HOW TO COMPLETE THIS TASK: When copying the data, keep every line exactly the same.

AVAILABLE DATA:
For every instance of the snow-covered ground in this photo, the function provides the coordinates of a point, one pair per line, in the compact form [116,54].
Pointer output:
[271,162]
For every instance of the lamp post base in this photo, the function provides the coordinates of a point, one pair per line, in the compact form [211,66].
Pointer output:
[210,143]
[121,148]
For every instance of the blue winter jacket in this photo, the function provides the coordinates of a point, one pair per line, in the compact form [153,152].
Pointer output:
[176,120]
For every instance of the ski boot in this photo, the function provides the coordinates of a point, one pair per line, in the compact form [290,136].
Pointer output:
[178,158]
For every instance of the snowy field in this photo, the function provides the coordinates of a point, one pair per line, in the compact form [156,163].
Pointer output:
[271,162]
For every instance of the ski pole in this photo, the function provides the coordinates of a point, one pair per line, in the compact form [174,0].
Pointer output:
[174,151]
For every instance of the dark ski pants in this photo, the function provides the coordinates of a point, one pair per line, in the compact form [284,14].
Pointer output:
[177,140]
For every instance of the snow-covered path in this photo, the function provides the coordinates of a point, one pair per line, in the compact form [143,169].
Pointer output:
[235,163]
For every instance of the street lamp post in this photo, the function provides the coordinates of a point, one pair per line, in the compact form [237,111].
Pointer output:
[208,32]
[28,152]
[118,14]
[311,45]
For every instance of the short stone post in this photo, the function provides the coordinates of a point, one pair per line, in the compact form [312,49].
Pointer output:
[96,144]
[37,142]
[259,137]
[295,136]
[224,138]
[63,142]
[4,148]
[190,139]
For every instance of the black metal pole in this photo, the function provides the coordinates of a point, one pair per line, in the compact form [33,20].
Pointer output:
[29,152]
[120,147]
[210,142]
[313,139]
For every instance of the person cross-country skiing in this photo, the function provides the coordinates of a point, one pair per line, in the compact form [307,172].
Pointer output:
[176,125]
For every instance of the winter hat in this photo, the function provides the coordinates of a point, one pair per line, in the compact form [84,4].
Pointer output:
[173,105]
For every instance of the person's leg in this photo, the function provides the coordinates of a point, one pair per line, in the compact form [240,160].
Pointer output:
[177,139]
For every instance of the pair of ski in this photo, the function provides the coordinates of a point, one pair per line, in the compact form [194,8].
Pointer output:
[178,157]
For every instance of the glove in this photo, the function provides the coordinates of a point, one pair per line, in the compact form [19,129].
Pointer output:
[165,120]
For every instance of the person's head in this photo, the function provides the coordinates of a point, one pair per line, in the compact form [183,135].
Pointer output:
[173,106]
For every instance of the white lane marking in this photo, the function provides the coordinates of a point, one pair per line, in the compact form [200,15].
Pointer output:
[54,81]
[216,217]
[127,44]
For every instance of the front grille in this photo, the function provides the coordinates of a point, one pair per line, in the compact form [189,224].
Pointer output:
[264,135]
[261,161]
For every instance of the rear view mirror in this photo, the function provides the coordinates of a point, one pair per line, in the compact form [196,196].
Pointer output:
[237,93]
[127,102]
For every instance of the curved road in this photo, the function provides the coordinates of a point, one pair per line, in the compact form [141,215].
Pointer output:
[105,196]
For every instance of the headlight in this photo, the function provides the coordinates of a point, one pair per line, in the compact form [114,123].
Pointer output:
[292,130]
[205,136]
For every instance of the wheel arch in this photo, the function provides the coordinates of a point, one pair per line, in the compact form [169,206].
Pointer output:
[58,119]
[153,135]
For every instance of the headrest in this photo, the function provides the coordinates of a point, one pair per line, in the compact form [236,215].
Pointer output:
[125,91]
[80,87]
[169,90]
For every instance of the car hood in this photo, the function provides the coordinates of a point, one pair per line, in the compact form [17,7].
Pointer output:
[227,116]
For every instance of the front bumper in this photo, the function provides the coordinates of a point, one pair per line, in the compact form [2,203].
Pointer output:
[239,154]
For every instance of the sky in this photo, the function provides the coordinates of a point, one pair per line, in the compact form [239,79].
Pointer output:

ANSWER AREA:
For every instance of the snow-covered ground in this photo, the function provides the coordinates of a point, one pair per line, in the compact form [116,54].
Pointer output:
[271,162]
For every instance of the lamp post base in this photo, the function provides the coordinates of a point, one pair per line, in the compact form [211,66].
Pointer output:
[210,143]
[121,148]
For every instance of the blue winter jacket in this photo, the function provides the coordinates of a point, one pair per line, in the compact form [153,152].
Pointer output:
[176,120]
For every instance of the ski boot in this photo, the function provides the coordinates of a point, one pair per line, in the compact form [290,136].
Pointer output:
[178,158]
For every instance of the snowy field in this photo, the function provides the coordinates of a point, one pair per line, in the compact form [156,163].
Pointer output:
[271,162]
For every instance of the ski pole in this photo, the function provides the coordinates of a point, one pair per line, in the compact form [174,0].
Pointer output:
[174,151]
For every instance of the dark ski pants in this photo, the function provides the coordinates of a point, one pair per line, in the compact form [284,14].
Pointer output:
[177,140]
For every instance of the snow-covered path in this photo, the function provides the coordinates of a point, one pair per line, in the compact form [143,169].
Pointer output:
[235,163]
For every instance of the street lamp post in this photo, the function provides the coordinates of a point, one pair per line, in the compact form [237,111].
Pointer output:
[208,32]
[28,152]
[118,14]
[311,45]
For every instance of the short stone post in this photo, the function provides the coordinates of a point, one pair per line, in the compact form [312,49].
Pointer output:
[96,144]
[37,142]
[259,137]
[295,136]
[224,138]
[63,142]
[4,148]
[190,139]
For every instance of the black metal pole in this photo, the function provides the coordinates of a point, one pair per line, in the compact form [33,20].
Pointer output:
[29,152]
[120,147]
[210,142]
[313,139]
For every instance of the person cross-country skiing in this photo, the function provides the coordinates of a point, one pair per line, in the compact form [307,172].
Pointer output:
[176,125]
For every instance of the winter hat in this photo, the function provides the coordinates of a point, one pair per line, in the compact form [84,4].
Pointer output:
[173,105]
For every instance of the person's leg in this photo, the function provides the coordinates of a point, one pair per line, in the compact form [240,160].
Pointer output:
[177,139]
For every instance of the pair of ski in this photo, the function provides the coordinates of a point, one pair per line, in the compact form [194,8].
Pointer output:
[178,157]
For every instance of the glove in this photo, the function provides the coordinates of a point, one pair per line, in the compact form [19,129].
Pointer output:
[165,120]
For every instance of the person's head in this photo, the function provides the coordinates of a point, one pair per line, in the compact form [183,135].
Pointer output:
[173,106]
For every instance of the white lane marking in this photo, the function provides the coordinates of a point, one pair per line, in the compact form [200,15].
Pointer output:
[54,81]
[216,217]
[127,44]
For every instance of the front grille in this photo, the function provides the coordinates of a point, one pair per line, in the compact form [189,224].
Pointer output:
[264,135]
[261,161]
For every instance of the rear view mirror in this photo, the function provides the coordinates of a point, one pair per line, in the compact form [196,196].
Pointer output:
[237,93]
[127,102]
For every instance of the curved road in this photo, the function provides the coordinates of a point, one pair per line, in the compact form [141,215].
Pointer output:
[105,196]
For every instance of the headlight in this photo, the function provides the coordinates of a point, one pair per line, in the compact form [114,123].
Pointer output:
[292,130]
[205,136]
For every instance of the wheel arch in this photo, the function provides the coordinates of a point, one pair per line, in the compact form [169,206].
Pointer output:
[58,119]
[153,135]
For every instance of the headrest in this photo, the function provides the coordinates of a point, one pair per line, in the compact form [236,215].
Pointer output:
[125,91]
[80,87]
[169,90]
For every instance of the car hood in this photo, the function provides the coordinates of a point, one pair per line, in the compact form [17,7].
Pointer output:
[227,116]
For every instance of the front bumper in this photo, the function provides the coordinates of a point, one pair per line, in the compact form [2,203].
Pointer output:
[239,154]
For every instance of the sky in this photo, the function provides the coordinates of a point, one pair per line, in the compact form [239,79].
Pointer output:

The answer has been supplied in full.